■ SOURCE TEXT ■
Segment Open

Published: 22 May 2009

Abstract

Background

Obesity is a particularly complex disease that at least partially involves genetic and environmental perturbations to gene-networks connecting the hypothalamus and several metabolic tissues, resulting in an energy imbalance at the systems level.

Results

To provide an inter-tissue view of obesity with respect to molecular states that are associated with physiological states, we developed a framework for constructing tissue-to-tissue coexpression networks between genes in the hypothalamus, liver or adipose tissue. These networks have a scale-free architecture and are strikingly independent of gene-gene coexpression networks that are constructed from more standard analyses of single tissues. This is the first systematic effort to study inter-tissue relationships and highlights genes in the hypothalamus that act as information relays in the control of peripheral tissues in obese mice. The subnetworks identified as specific to tissue-to-tissue interactions are enriched in genes that have obesity-relevant biological functions such as circadian rhythm, energy balance, stress response, or immune response.

Conclusions

Tissue-to-tissue networks enable the identification of disease-specific genes that respond to changes induced by different tissues and they also provide unique details regarding candidate genes for obesity that are identified in genome-wide association studies. Identifying such genes from single tissue analyses would be difficult or impossible.

Segment Closed

■ REQUIRED TASKS ■
a – Condense the paragraph of the obesity abstract that begins "To provide an inter-tissue view" into a short bulleted list that keeps its main facts.
b – Reproduce word for word the passage of the obesity abstract starting with "Obesity is a" and going on through "the systems level.".
c – Answer these questions using the obesity abstract:
(i) On what date was it published?
(ii) In which three tissues were the tissue-to-tissue coexpression networks built between genes?
(iii) What kind of studies identified the obesity candidate genes for which the networks give unique details?

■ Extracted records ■
Segment Open

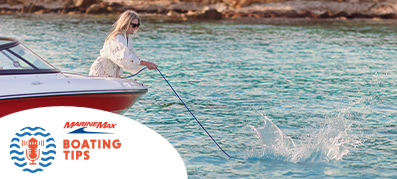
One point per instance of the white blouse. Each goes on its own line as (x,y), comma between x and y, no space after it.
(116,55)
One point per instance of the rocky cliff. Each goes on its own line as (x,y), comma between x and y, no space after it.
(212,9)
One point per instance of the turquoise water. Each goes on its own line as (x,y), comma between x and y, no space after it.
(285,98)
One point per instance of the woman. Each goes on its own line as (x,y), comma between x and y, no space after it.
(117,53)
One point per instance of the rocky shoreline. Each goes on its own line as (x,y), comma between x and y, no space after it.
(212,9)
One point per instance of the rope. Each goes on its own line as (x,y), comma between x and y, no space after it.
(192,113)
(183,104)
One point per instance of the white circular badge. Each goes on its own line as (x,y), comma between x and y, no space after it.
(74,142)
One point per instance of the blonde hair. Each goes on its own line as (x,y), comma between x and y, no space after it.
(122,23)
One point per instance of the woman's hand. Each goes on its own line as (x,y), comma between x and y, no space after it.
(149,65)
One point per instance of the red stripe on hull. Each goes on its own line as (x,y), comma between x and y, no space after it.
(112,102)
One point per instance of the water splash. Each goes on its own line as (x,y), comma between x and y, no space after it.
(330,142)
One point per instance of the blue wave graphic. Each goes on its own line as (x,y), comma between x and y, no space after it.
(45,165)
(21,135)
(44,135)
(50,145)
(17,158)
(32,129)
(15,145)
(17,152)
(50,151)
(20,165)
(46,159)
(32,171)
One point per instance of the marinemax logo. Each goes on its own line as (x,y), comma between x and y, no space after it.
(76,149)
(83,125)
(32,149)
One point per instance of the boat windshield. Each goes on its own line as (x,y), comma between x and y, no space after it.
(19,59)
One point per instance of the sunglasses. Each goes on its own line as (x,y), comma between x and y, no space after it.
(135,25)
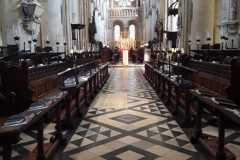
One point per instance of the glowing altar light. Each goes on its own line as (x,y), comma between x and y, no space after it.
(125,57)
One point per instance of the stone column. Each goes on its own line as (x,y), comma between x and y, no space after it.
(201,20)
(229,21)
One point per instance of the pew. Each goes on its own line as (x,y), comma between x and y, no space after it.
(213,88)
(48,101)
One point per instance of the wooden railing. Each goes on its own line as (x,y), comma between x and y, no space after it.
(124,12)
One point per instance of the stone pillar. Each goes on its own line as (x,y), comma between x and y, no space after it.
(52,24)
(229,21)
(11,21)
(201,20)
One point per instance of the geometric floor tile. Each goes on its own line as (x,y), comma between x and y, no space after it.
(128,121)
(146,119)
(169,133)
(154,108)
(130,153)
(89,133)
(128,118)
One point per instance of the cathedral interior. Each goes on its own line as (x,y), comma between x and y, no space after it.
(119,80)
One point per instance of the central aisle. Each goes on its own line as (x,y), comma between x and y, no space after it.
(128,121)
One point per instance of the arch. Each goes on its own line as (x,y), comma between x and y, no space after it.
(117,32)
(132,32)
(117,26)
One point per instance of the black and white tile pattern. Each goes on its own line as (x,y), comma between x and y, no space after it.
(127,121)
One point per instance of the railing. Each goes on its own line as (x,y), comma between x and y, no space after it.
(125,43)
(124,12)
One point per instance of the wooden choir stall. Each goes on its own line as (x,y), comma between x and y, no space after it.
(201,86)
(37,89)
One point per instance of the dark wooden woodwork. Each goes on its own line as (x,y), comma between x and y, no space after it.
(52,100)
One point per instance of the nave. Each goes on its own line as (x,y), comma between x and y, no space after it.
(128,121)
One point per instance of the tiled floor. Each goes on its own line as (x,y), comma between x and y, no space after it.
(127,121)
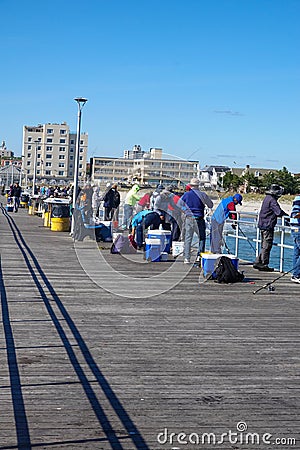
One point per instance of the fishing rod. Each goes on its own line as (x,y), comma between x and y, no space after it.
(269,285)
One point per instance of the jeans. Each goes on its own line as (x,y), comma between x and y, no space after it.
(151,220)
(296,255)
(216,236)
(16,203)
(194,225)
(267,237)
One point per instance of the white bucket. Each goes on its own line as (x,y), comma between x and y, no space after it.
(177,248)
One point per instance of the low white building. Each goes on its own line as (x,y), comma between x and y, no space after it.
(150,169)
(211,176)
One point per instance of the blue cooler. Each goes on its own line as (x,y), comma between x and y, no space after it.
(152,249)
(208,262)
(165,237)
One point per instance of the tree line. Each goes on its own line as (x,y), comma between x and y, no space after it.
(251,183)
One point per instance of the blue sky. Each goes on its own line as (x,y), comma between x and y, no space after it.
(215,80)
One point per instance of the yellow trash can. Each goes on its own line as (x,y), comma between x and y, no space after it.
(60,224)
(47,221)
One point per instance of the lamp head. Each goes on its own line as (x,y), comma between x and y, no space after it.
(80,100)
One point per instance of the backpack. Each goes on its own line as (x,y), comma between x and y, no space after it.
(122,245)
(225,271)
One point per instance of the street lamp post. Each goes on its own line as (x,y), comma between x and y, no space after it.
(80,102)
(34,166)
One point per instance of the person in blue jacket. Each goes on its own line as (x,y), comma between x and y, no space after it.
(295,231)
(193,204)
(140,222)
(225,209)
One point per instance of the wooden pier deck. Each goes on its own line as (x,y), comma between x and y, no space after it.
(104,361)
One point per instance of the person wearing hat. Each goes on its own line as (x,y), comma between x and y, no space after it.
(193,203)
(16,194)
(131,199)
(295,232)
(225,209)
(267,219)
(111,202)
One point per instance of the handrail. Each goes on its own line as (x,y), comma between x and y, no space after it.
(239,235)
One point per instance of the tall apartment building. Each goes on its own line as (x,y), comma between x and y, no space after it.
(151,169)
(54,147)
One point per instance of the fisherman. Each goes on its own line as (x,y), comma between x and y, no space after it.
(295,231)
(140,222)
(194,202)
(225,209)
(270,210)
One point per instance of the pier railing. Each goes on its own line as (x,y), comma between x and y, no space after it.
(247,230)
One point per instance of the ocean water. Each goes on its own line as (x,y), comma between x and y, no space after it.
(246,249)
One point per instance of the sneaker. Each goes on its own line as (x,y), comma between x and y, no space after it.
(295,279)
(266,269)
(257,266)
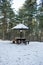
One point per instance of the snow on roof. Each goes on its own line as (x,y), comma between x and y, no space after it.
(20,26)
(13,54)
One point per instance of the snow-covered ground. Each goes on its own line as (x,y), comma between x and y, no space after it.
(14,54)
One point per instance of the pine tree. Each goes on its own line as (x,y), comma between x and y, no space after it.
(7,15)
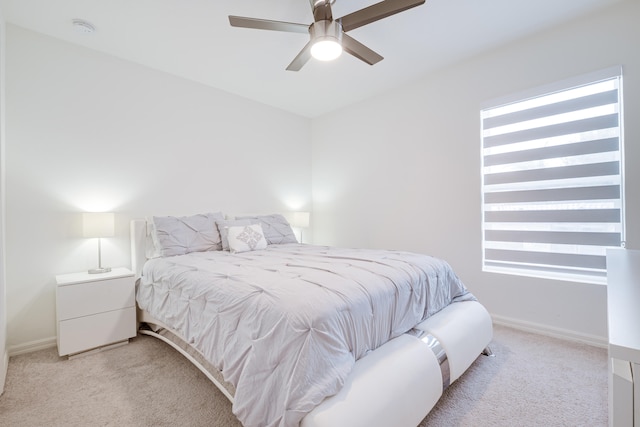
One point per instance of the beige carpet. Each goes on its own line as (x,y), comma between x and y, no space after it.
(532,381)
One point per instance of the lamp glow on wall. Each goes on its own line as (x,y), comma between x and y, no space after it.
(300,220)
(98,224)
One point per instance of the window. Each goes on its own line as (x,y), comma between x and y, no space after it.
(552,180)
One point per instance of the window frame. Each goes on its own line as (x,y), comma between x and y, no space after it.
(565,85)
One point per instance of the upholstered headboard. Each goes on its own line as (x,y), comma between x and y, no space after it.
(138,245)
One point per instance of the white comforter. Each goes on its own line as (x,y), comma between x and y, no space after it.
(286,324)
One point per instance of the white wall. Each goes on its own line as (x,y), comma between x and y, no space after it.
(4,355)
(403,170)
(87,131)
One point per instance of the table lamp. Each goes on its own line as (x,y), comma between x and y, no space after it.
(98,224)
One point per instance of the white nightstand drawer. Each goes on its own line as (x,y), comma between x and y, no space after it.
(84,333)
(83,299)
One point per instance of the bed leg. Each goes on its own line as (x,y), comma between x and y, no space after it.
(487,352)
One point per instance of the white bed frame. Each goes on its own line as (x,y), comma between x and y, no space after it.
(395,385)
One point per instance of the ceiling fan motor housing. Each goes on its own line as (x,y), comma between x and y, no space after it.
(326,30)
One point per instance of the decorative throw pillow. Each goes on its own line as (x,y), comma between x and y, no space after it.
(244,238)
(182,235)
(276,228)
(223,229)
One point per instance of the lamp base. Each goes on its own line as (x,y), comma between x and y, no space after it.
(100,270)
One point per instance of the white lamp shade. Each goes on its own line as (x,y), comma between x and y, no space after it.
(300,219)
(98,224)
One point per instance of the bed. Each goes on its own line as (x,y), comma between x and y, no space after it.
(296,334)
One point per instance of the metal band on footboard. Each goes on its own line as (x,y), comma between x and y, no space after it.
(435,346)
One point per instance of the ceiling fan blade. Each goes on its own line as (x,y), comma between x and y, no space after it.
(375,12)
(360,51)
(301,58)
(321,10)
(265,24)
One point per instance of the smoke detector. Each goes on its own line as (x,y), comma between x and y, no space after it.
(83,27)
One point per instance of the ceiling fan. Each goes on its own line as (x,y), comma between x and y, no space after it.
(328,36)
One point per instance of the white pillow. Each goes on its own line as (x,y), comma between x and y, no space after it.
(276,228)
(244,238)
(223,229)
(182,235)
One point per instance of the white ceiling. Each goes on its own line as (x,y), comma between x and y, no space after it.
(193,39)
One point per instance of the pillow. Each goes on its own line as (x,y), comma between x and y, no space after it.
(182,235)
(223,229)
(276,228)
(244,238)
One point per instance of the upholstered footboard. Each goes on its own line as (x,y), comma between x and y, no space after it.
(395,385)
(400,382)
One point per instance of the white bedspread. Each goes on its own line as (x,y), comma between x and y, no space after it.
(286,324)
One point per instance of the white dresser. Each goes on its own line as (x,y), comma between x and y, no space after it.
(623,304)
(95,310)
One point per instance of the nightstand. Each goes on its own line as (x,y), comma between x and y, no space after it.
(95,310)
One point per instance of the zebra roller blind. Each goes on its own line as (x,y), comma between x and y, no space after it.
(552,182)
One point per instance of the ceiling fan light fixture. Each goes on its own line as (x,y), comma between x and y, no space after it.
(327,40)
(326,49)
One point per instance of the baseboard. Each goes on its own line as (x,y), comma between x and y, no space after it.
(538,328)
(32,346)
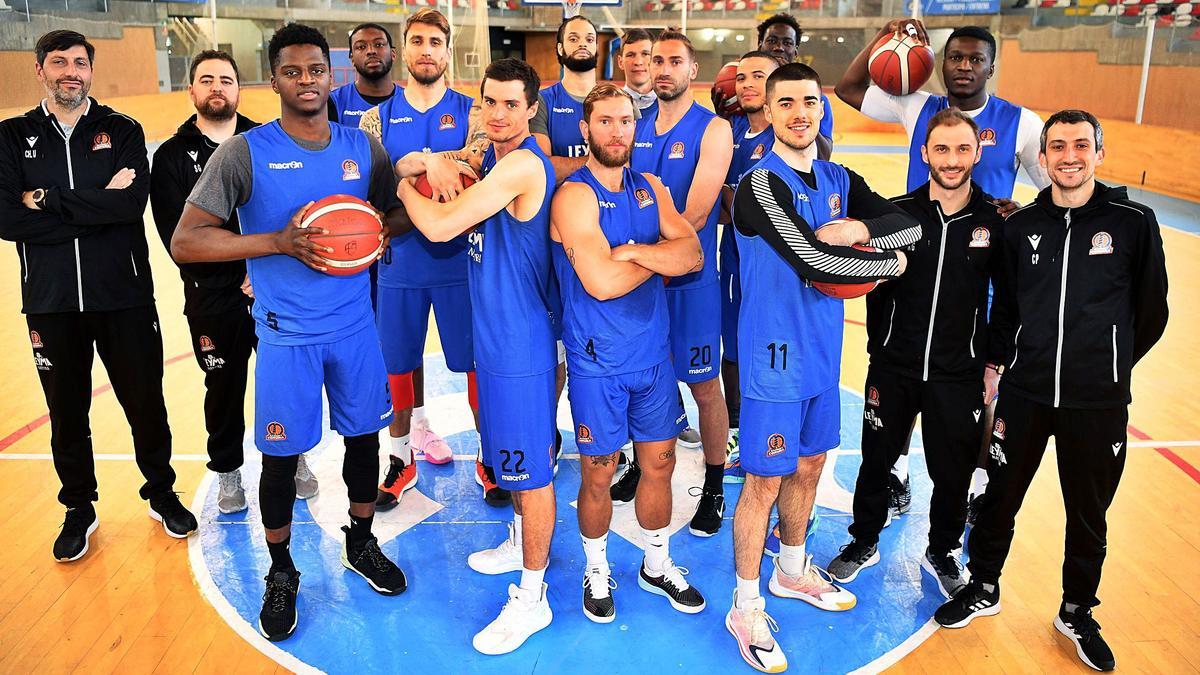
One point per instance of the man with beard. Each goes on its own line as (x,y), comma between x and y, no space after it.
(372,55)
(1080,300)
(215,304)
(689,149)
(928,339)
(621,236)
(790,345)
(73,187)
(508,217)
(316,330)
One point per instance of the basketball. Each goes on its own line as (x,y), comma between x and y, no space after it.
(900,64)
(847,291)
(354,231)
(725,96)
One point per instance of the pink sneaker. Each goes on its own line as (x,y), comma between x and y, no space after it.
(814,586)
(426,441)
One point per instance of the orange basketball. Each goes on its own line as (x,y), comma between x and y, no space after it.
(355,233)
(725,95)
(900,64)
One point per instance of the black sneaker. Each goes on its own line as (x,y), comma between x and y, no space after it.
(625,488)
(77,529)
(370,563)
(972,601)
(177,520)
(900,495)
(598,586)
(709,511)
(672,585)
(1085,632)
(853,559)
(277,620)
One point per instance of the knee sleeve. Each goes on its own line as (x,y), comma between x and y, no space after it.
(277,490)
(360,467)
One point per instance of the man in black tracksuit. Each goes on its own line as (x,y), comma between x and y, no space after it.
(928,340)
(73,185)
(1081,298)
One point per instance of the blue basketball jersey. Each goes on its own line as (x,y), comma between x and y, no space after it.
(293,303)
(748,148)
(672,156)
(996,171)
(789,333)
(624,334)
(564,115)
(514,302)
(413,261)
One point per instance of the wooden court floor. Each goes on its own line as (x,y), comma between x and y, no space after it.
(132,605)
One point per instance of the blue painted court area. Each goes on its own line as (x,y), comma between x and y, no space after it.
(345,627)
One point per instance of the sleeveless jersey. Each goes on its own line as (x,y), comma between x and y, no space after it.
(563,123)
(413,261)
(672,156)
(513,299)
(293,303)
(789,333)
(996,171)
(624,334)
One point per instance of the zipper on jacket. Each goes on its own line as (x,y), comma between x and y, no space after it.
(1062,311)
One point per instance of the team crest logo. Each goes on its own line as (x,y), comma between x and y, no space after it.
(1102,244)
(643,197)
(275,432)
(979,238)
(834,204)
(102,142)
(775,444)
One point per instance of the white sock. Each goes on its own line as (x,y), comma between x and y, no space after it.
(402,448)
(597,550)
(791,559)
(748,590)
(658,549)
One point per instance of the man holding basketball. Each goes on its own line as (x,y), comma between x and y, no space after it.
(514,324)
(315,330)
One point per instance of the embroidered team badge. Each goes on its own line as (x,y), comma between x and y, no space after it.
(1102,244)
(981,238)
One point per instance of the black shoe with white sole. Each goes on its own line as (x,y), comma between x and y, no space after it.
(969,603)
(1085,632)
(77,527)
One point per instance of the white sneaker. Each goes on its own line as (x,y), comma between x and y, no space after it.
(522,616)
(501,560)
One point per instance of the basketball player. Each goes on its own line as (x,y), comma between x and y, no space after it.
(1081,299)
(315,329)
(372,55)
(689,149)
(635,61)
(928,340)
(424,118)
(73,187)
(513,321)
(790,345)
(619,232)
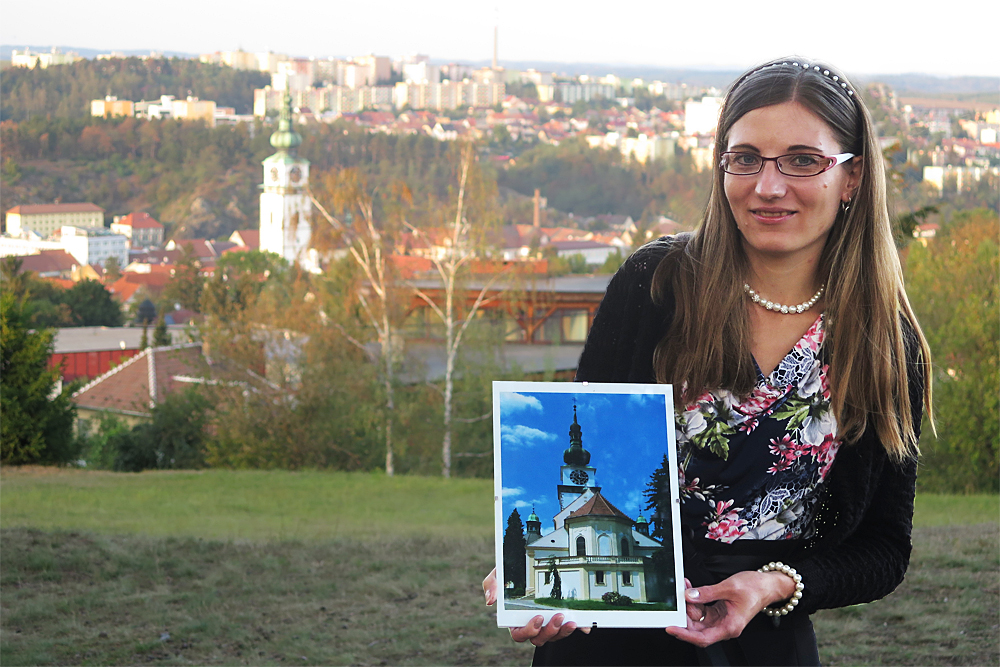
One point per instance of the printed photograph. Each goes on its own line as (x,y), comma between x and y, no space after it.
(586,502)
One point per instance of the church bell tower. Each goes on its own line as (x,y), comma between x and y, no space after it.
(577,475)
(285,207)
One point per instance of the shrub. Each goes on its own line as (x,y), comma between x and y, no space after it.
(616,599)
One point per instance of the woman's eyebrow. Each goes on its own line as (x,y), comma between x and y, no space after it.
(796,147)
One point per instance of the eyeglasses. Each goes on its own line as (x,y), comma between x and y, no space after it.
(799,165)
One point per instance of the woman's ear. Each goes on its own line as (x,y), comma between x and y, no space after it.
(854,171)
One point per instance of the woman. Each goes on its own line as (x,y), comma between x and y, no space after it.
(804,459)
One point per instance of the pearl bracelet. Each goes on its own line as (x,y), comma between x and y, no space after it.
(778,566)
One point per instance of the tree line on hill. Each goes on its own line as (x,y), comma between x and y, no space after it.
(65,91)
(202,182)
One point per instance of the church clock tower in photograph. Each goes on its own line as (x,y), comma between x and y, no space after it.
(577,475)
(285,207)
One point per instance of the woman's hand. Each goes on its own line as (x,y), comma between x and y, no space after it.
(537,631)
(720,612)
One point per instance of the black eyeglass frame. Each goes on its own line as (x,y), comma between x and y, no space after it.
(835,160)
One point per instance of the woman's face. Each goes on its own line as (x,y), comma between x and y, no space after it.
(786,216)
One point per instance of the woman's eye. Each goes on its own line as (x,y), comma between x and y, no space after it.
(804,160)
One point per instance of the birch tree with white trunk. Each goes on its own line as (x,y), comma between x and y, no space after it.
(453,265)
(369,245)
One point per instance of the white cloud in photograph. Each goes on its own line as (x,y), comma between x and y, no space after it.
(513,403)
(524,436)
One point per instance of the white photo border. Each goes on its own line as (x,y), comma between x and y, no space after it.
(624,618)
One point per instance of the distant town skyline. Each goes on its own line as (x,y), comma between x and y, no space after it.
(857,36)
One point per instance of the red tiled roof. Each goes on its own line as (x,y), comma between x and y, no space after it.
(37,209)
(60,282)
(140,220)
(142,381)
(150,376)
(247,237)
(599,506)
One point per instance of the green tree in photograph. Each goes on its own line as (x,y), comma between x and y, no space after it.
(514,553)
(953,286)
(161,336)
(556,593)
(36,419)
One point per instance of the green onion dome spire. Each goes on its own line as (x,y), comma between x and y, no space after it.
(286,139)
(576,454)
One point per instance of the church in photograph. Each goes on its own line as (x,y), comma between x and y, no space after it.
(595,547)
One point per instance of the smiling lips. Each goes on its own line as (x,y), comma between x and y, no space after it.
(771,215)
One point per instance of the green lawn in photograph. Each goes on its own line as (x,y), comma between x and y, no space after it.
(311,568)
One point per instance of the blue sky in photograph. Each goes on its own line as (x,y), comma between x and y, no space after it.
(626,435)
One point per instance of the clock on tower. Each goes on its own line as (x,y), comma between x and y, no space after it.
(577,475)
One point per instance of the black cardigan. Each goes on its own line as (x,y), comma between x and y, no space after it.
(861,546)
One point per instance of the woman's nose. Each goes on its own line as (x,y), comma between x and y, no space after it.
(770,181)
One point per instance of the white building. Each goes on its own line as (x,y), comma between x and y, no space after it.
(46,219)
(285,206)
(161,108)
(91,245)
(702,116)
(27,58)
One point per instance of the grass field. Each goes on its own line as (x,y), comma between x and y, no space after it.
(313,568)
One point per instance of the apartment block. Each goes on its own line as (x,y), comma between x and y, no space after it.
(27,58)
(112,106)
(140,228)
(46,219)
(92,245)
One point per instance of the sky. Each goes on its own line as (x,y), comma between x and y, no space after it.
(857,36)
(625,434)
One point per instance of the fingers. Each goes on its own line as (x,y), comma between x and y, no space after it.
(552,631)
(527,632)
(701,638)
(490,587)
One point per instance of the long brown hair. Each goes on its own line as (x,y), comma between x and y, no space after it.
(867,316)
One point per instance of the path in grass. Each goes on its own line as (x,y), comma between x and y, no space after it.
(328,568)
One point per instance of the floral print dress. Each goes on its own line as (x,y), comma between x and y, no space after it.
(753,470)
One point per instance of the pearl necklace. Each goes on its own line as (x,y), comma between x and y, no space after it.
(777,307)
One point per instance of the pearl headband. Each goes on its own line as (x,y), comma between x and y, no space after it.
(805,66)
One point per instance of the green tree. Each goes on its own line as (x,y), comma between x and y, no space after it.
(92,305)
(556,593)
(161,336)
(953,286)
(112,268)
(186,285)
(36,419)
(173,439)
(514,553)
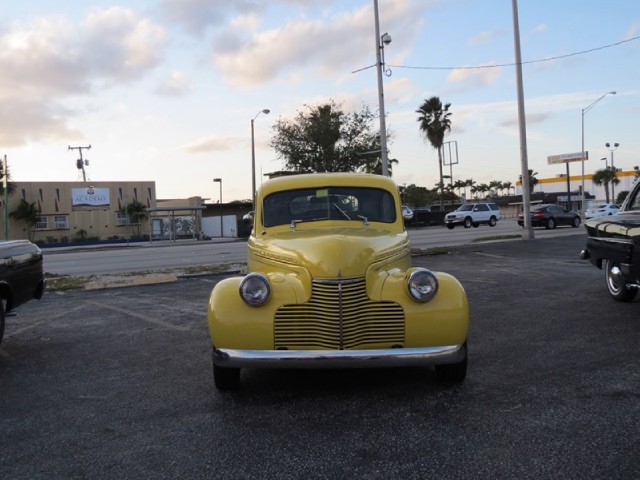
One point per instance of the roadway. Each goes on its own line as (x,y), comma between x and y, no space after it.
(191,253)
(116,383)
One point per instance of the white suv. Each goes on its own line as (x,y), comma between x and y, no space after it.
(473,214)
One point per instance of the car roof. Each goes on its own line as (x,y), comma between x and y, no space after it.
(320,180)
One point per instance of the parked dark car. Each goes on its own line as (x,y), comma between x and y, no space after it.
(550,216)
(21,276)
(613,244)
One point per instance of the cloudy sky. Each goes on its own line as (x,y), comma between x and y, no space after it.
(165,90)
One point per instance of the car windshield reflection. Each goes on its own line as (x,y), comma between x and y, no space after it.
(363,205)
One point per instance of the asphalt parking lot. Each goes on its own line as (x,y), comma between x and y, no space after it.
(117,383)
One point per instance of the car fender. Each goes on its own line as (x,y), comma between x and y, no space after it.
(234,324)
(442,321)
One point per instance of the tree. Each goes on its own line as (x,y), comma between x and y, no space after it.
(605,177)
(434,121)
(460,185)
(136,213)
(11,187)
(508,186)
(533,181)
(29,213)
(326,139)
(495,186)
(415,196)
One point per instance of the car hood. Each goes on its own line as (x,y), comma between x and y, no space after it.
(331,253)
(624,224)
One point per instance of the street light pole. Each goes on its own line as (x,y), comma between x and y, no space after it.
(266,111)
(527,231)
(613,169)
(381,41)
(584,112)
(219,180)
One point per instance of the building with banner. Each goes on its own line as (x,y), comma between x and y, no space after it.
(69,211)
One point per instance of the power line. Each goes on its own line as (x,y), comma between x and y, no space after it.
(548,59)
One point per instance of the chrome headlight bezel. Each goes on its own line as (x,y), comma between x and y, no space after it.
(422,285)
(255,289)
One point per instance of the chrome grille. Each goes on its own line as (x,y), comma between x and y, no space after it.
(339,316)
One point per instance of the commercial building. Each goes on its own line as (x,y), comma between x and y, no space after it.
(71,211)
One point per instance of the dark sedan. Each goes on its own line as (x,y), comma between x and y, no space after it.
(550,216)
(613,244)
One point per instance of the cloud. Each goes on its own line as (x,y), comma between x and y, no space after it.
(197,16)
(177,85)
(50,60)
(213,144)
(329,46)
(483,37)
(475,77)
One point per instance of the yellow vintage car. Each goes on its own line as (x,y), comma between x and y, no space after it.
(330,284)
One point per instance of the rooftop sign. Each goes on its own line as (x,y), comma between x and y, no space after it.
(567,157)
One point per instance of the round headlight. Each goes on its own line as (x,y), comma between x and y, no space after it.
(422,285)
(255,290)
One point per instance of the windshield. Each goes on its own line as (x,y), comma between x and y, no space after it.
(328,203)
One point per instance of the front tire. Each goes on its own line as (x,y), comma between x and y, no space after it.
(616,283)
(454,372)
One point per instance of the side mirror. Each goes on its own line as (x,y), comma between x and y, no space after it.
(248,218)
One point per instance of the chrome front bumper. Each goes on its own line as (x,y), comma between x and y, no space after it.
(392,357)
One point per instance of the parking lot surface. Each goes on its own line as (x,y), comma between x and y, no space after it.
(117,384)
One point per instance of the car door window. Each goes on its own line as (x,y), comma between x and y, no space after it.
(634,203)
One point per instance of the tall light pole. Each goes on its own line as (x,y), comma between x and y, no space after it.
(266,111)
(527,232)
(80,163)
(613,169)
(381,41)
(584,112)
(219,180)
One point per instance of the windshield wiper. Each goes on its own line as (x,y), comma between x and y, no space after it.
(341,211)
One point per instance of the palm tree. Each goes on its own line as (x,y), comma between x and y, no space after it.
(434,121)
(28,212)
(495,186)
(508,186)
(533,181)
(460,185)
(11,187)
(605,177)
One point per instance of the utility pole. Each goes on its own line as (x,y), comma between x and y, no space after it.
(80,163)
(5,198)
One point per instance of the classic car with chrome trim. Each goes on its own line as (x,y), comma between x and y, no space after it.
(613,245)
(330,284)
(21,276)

Segment Closed

■ ANSWERS BELOW ■
a –
- A framework was developed for building tissue-to-tissue coexpression networks between genes in the hypothalamus, liver or adipose tissue, to give an inter-tissue view of obesity.
- These networks are scale-free and strikingly independent of gene-gene coexpression networks built from standard single-tissue analyses.
- It is the first systematic effort to study inter-tissue relationships, and it highlights hypothalamic genes that act as information relays controlling peripheral tissues in obese mice.
- Subnetworks specific to tissue-to-tissue interactions are enriched in genes with obesity-relevant functions such as circadian rhythm, energy balance, stress response and immune response.

b –
Obesity is a particularly complex disease that at least partially involves genetic and environmental perturbations to gene-networks connecting the hypothalamus and several metabolic tissues, resulting in an energy imbalance at the systems level.

c –
(i) 22 May 2009
(ii) The hypothalamus, liver and adipose tissue
(iii) Genome-wide association studies